It should come as no surprise that Rome is a dusty city. All those tumbling fragments, the withdrawal of the water after a flood leaving a silt-filled city, the centuries of statues chopped to powder to transform gods and fauns into lime for cement. And not just statues, but buildings too, whole stone edifices turned to mortar. Imagine too what is lost in the recycling that occurred over the centuries, when spoils of one war became spoils of the next, when the façade of the pantheon was taken down and dragged uphill to become the façade of St. Peter’s, when the nails were pulled from the columns of the colosseum and melted down for Bernini’s saints. Or made into cement for a poor fireplace. A certain percentage of it falls away in chips of stone, and more in dust. It’s under my bed today in Rome; I put it in a plastic bag from the supermarket that says RISPETTARE L’AMBIENTE. And I do, I respect the environment like mad. In the US we call them dust bunnies, but what I am sweeping away from the corners, these dim gray things that line the walls of my apartment every other day, are dust gods and goddesses.

_Required tasks_.
A) Please condense the paragraph of the passage on dust in Rome that begins "It should come as no surprise" into a bulleted list that keeps its main facts.
B) According to the passage on dust in Rome, what words are printed on the supermarket bag?
C) Resume the passage on dust in Rome after its final sentence and carry it on for one more paragraph in the same first-person voice.
The listing that comes next is separate material and is not part of the passage on dust in Rome.

_Supplied data_.
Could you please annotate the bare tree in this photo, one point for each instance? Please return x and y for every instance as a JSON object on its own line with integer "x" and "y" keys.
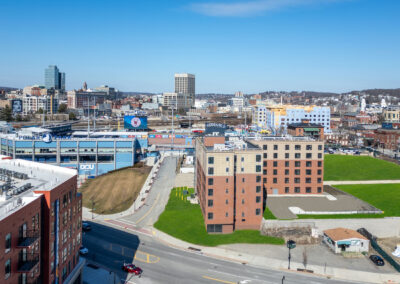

_Answers to the tasks_.
A)
- Rome is, unsurprisingly, a dusty city.
- The dust comes from falling fragments, silt left behind when floodwater withdraws, statues of gods and fauns ground into lime for cement, and whole stone buildings turned to mortar.
- Centuries of recycling lost more material: spoils of one war became spoils of the next, the pantheon's façade was dragged uphill to become St. Peter's façade, and nails from the colosseum's columns were melted down for Bernini's saints or made into cement for a poor fireplace.
- Some of it falls away as stone chips and more as dust.
- The narrator keeps the dust under the bed in a supermarket plastic bag printed RISPETTARE L'AMBIENTE and claims to respect the environment enthusiastically.
- What Americans call dust bunnies, the dim gray clumps swept from the apartment's corners every other day, are here called dust gods and goddesses.

B) RISPETTARE L'AMBIENTE.

C)
Grazia’s neighbor came up to her house to tell her not to flush the toilet. Between the first and second floor there was obviously a blockage, and nobody above there could flush. A few hours later the neighbor came back. You won’t believe what they found in there. I am sure I will believe it, I said. Tell me — it is a putto’s head. These things jam up the works in Rome. The traffic problem is really due to a superfluity of putti in the street, disguised as vehicles, especially the Fiat Cinquecentos. They fall from the ceilings of churches when they get tired after hundreds of years. They fall from the window sills of buildings into the fountains below. It’s a miracle that water flows at all. No, said Gra, that’s not it. It was a melanzana. No! It’s impossible. How could it get in there? Who would put an eggplant in the toilet? How could it fall in? Grazia had darker thoughts, but I said: Yes, it is unbelievable. It is not an eggplant, but the head of a small god.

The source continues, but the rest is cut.